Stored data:
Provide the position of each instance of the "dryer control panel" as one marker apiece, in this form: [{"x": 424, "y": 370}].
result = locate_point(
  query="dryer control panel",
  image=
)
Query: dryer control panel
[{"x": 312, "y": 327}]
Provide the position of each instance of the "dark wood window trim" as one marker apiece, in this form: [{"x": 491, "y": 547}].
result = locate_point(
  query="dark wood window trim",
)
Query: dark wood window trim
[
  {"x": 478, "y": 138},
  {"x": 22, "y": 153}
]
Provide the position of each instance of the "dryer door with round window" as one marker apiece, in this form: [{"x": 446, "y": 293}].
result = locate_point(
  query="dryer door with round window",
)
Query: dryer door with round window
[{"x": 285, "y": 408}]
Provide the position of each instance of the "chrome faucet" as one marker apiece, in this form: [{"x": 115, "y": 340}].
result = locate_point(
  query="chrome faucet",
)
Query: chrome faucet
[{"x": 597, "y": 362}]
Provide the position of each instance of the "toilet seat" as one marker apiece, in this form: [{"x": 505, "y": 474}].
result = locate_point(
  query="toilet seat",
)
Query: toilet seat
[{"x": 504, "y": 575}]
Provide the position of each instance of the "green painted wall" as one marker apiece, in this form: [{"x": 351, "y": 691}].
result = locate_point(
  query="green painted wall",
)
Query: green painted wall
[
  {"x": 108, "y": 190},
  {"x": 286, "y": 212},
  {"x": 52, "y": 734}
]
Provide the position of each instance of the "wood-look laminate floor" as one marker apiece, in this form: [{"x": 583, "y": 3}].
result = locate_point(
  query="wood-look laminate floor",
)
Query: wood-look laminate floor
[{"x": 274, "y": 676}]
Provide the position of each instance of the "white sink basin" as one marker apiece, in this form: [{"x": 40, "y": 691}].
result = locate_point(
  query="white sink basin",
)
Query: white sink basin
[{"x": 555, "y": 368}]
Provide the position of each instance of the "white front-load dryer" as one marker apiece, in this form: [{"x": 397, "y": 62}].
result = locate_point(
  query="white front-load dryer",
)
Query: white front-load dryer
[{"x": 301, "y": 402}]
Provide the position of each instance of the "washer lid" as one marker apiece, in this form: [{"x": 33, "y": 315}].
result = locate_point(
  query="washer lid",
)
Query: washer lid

[WHAT TO DO] A full, exact copy of the entries is the required answer.

[ANSWER TO THE EXERCISE]
Provide the position of each instance of the "dryer control panel" as one marker apiece, in this form: [{"x": 424, "y": 370}].
result = locate_point(
  query="dryer control panel",
  image=
)
Query: dryer control panel
[{"x": 312, "y": 327}]
Provide the position of each instance of the "dark wood window trim" as one marker apiece, in this form: [{"x": 491, "y": 547}].
result = locate_point(
  query="dark wood window trim",
)
Query: dark wood window trim
[
  {"x": 478, "y": 138},
  {"x": 22, "y": 153}
]
Provide the position of each instance of the "dryer door with round window" as one marker apiece, in this form: [{"x": 446, "y": 293}].
result = locate_point(
  query="dryer door with round window",
)
Query: dryer door with round window
[{"x": 285, "y": 408}]
Provide the position of each instance of the "chrome faucet" as one marker apiece, in this form: [{"x": 115, "y": 340}].
result = locate_point(
  query="chrome faucet",
)
Query: chrome faucet
[{"x": 597, "y": 362}]
Provide the position of each instance of the "toilet seat" as one marker apiece, in this form: [{"x": 505, "y": 474}].
result = locate_point(
  query="toilet seat",
)
Query: toilet seat
[{"x": 504, "y": 575}]
Provide the position of each instance of the "green painted wall" as one marker apiece, in this form: [{"x": 351, "y": 691}].
result = locate_point(
  query="green painted wall",
)
Query: green painted wall
[
  {"x": 108, "y": 190},
  {"x": 286, "y": 212},
  {"x": 52, "y": 734}
]
Provide the position of each instance of the "wood-look laminate floor" as one marker apiece, in this form: [{"x": 583, "y": 3}].
result = locate_point(
  query="wood-look laminate floor",
)
Query: wood-look laminate floor
[{"x": 274, "y": 676}]
Provide the position of each instance of the "white sink basin" as one marker apiece, in this form: [{"x": 40, "y": 691}].
result = locate_point(
  query="white sink basin",
)
Query: white sink basin
[{"x": 555, "y": 368}]
Provide the position of each instance of the "white front-load dryer" as one marker apiece, in this form: [{"x": 397, "y": 62}].
result = locate_point(
  query="white front-load dryer",
)
Query: white front-load dryer
[{"x": 301, "y": 402}]
Provide the position of each instance of the "washer lid" as one marker apiece, in this form: [{"x": 33, "y": 315}].
result = locate_point(
  query="washer lid",
)
Query: washer lid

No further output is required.